**引文**

%%

我们已经从定义上说明文化是什么,但还没有指出它的最终目标。不管是精神价值、生活方式,还是集体人格,总会有一个正面、积极、公认的终极指向吧?它究竟是什么呢?

我刚刚引述的在纽约国际学术研讨会上诸多经济学家的发言,都强调了文化在经济活动中的重要地位,却都没有说明他们追求的文化目标是什么。

他们所说的文化,如果按照上述定义来解析,那么,在精神价值上,很可能是指理想、荣耀、成功;在生活方式上,很可能是指游学、交际、冒险;在人格修炼上,很可能是指崇敬、反省、乐观。诸如此类,都很不错。但是,还缺少终极指向。“理想”的内容是什么?“成功”的标准是什么?“反省”的基点是什么?

在这里我想举出美国企业家贝林先生的例子来说明问题。我曾为他的自传写过序言,与他有过深入的交谈。

他对我说,他原先为自己定下的文化目标是“展现个性的成功”。其中,又分了三个阶段。第一阶段,他追求“多”,即利润多,产业多;第二阶段,他追求“好”,即质量、品牌都达到国际一流;第三阶段,他追求“独”,即一切都独一无二,不可重复。他说:“当这三个阶段全都走完之后,我还不到六十岁。我感到了前所未有的无聊,甚至觉得连活着都没有意义了。”

%%

**练习任务**
1. 根据引文,回答下列问题:
(a) 纽约国际学术研讨会上诸多经济学家的发言都强调了什么?
(b) 贝林原先为自己定下的文化目标是什么?
(c) 贝林在第二阶段追求的“好”具体指什么?
2. 判断下列说法是否符合引文,并引用原句作为依据:
(a) 作者曾为贝林的自传写过序言。
(b) 贝林在第一阶段追求的是“独”。
(c) 贝林走完三个阶段时已年过六十。

**记录数据**
%%

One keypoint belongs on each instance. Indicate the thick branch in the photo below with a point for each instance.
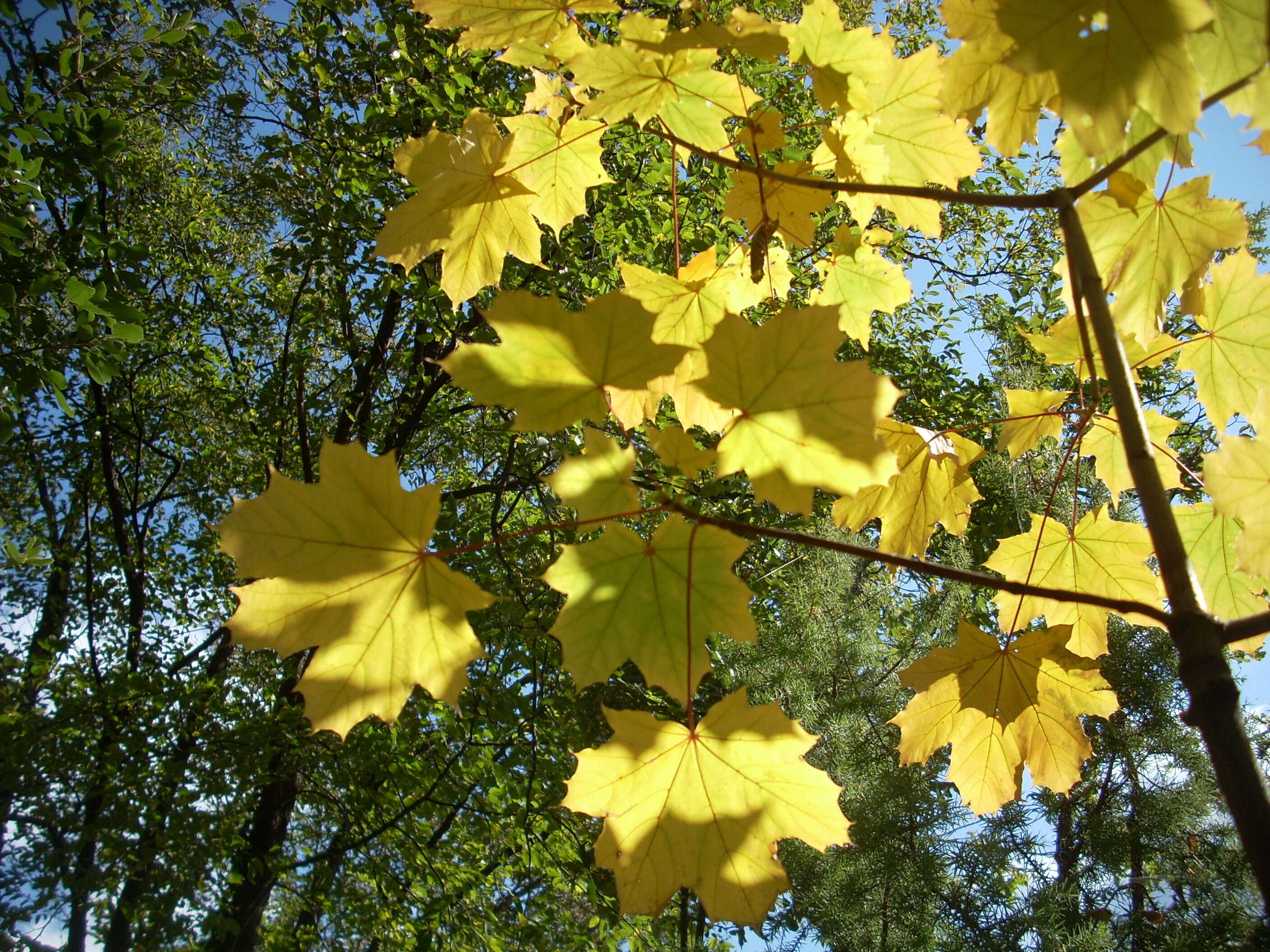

%%

**参考解答**
1.
(a) 强调了文化在经济活动中的重要地位。
(b) “展现个性的成功”。
(c) 指质量、品牌都达到国际一流。

2.
(a) 是。依据:「我曾为他的自传写过序言」
(b) 否。依据:「第一阶段,他追求“多”,即利润多,产业多」
(c) 否。依据:「当这三个阶段全都走完之后,我还不到六十岁。」